» **REQUEST 1**: Repeat the part of the pension scams text between "It is important" and "highly attractive proposition.", inclusive.
» **REQUEST 2**: Turn the paragraph of the pension scams text that begins "It is important to remember" into a short bulleted list that keeps its main facts.

**** GIVEN TEXT ****

Having saved your entire working life for a comfortable retirement and felt financially savvy for much of this time, you probably think it’s impossible for you to fall victim to a pension scam. Yet by using a credible amount of financial knowledge, a professional looking website and plausible testimonials, the sophisticated scammer is getting harder and harder to spot.
Financial Advisers are becoming increasingly concerned about the rapid rise in pension scams and the sector is now calling on the government to impose a ban on pension cold-calling. However, this has yet to be implemented and even if it happens it won’t eradicate scams completely. It is therefore vital you are aware of pension scams and how to avoid them.
It is important to remember that whilst most scams happen out of the blue – you might receive a telephone call, text or email – you could be introduced to a scammer through a friend or relative. Whether you receive a phone call or meet in person, the scammer will invariably be incredibly persuasive, employ high pressure sales tactics and offer a highly attractive proposition.

**** RAW DATA ****

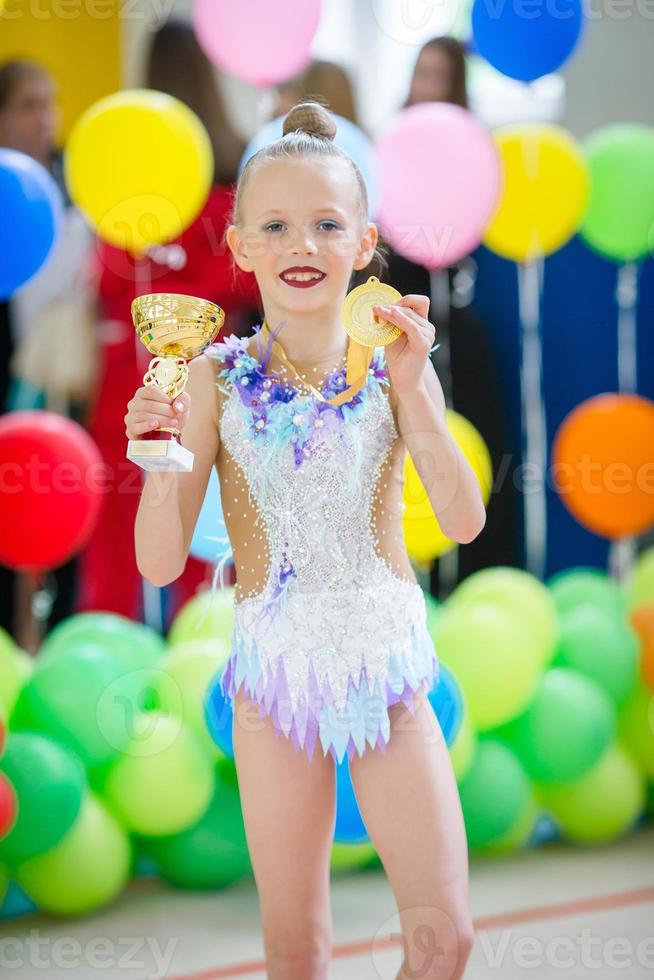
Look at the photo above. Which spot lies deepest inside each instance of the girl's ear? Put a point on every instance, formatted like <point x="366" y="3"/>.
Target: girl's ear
<point x="367" y="247"/>
<point x="236" y="248"/>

****

» **CORRECT ANSWER 1**:
It is important to remember that whilst most scams happen out of the blue – you might receive a telephone call, text or email – you could be introduced to a scammer through a friend or relative. Whether you receive a phone call or meet in person, the scammer will invariably be incredibly persuasive, employ high pressure sales tactics and offer a highly attractive proposition.

» **CORRECT ANSWER 2**:
- Most scams arrive unexpectedly, by phone call, text or email.
- A scammer may also be introduced through a friend or relative.
- Whether by phone or in person, the scammer will be very persuasive, use high-pressure sales tactics and offer a highly attractive proposition.